### SELECTION:
## start

Here, `ki` and `kr` are the parameter names, `type` can either be `gaussian`, in which case we pass a `mean` and `std`, or it can be `interval` in which case we definee a `lb` and `ub` column for the lower and upper bounds (see the `parameters.xlsx` file for the Kanban CTMC for an example with interval distributions).
The properties file defines the properties that are verified by Storm. We can either pass a list of properties with only varying timebounds, or a list of independent properties. For the SIR20 CTMC, only the timebounds vary, so the `properties.xlsx` file looks as follows:
| label | property | time | enabled |
|-----------|--------------------------------------|------| --- |
| Rel T=104 | P=? [ (popI>0) U[100,104] (popI=0) ] | 104 | TRUE |
| Rel T=108 | P=? [ (popI>0) U[100,108] (popI=0) ] | 108 | TRUE |
| ... | ... | ... | ... |
By contrast, for the Kanban CTMC, we pass multiple independent properties, yielding the `properties.xlsx` file:
| label | property | enabled |
| --- | --- | --- |
| Exp. tokens cell 1 | R{"tokens_cell1"}=? [ S ] | TRUE |
| Exp. tokens cell 2 | R{"tokens_cell2"}=? [ S ] | TRUE |
| Exp. tokens cell 3 | R{"tokens_cell3"}=? [ S ] | TRUE |
| Exp. tokens cell 4 | R{"tokens_cell4"}=? [ S ] | TRUE |
Note that in both cases, the `enabled` column should be set to `TRUE` in order for the property to be verified by Storm.
### Multiple expected reward measures
- For models with multiple reward structures, bisimulation should be disabled. You can do this by providing the optional argument `--no-bisim`.
### Constructing Pareto-curves
Besides computing rectangular confidence regions (which is the default), SLURF can also construct a Pareto-front or -curve on the computed solution vectors. To do so, set the option `--pareto_pieces n`, where `n` is an integer that describes the number of linear elements in the Pareto-front. For `n=0`, a default rectangular confidence region is computed.
For details on all possible arguments and their default values, see below.

## end

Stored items
## start

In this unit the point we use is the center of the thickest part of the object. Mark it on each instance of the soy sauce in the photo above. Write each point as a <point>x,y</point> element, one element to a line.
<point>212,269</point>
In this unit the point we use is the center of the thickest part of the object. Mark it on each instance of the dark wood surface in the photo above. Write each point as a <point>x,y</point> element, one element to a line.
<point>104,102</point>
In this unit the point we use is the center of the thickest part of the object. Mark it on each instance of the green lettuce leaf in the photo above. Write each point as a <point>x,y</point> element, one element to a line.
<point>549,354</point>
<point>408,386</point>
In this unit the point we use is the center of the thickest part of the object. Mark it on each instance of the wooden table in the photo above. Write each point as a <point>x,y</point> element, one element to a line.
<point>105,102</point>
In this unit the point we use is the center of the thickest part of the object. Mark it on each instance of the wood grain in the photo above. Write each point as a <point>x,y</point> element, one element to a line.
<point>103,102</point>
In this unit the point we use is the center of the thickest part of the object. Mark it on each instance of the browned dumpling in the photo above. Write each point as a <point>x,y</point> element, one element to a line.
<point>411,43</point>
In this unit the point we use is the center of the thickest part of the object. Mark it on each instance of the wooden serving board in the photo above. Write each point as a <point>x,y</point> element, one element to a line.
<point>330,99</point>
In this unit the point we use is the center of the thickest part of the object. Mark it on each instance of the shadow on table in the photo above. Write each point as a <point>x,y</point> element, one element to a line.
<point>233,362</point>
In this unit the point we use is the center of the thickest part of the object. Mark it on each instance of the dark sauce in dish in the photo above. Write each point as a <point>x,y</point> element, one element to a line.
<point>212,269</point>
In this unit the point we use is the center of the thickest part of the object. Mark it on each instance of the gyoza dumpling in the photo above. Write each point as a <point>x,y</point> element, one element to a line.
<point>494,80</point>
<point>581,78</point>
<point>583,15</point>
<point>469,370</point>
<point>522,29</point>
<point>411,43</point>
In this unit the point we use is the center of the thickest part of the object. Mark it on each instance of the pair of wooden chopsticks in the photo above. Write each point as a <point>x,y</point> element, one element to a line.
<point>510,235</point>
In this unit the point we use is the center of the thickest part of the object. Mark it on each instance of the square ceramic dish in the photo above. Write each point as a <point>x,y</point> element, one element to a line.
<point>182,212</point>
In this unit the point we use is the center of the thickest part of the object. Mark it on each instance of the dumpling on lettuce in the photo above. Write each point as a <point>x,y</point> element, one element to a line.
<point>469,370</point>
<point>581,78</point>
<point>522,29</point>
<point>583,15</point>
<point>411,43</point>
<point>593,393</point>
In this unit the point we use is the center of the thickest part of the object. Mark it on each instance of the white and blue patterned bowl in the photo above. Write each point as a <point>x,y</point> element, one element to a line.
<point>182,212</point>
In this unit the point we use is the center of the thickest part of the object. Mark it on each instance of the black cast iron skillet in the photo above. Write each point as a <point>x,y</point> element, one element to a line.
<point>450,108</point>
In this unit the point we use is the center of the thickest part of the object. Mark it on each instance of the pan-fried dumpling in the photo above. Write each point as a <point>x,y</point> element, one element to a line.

## end

### SHORT TASK 1:
According to the SLURF excerpt, which optional argument disables bisimulation?
### SHORT TASK 2:
Summarize the SLURF excerpt in two sentences.
### SHORT TASK 3:
Go on with the SLURF excerpt, starting after its last sentence.

### EXPECTED OUTPUT 1:
The optional argument `--no-bisim` disables bisimulation.

### EXPECTED OUTPUT 2:
The properties file defines the properties Storm verifies, either as properties that differ only in their time bounds, as for the SIR20 CTMC, or as independent properties, as for the Kanban CTMC, and each property needs its `enabled` column set to `TRUE` to be verified. Models with multiple reward structures need bisimulation disabled through `--no-bisim`, and setting `--pareto_pieces n` makes SLURF construct a Pareto-front with `n` linear elements instead of the default rectangular confidence region.

### EXPECTED OUTPUT 3:
### Inspecting results
The results for individual experiments are saved in the `output/` folder, where a folder is created for each run of the script. In this experiment folder, you will find all related figures, and an Excel file with the raw export data.
The results for individual experiments are saved in the `output/` folder. Depending on the arguments provided to the script, at most three output files are created here: one .txt file with some logs, and two .csv files with results that are also shown in the tables in the main paper, [1].
## 4. How to run experiments?
The figures and tables in the experimental section of [1] can be reproduced by running one the shell scripts in the `experiments` folder:
- `cd experiments; bash run_experiments.sh` runs the full experiments as presented in [1]. Expected run time: multiple days.
- `cd experiments; bash run_experiments_partial.sh` runs a partial set of experiments. Expected run time: 3 hours.
The and tables in the experimental section of [1] can be reproduced by running the shell script `RUN_ALL.sh` in the `experiments/` folder. This script then runs a number of subscripts that make calls to the Python code. All results are stored in the `output/` folder, and the tables in [1] can be replicated as follows:
Before running the experiments, we recommend to remove any existing files/folders in the `output/` folder (except the `.keep` file).
Table 1 can be replicated by putting the CSV output files from running the drone experiment that end with `_satprob.csv`. Note that three of such CSV files are created, for the different wind conditions in the experiment. Every of each files represents a row in Table 1.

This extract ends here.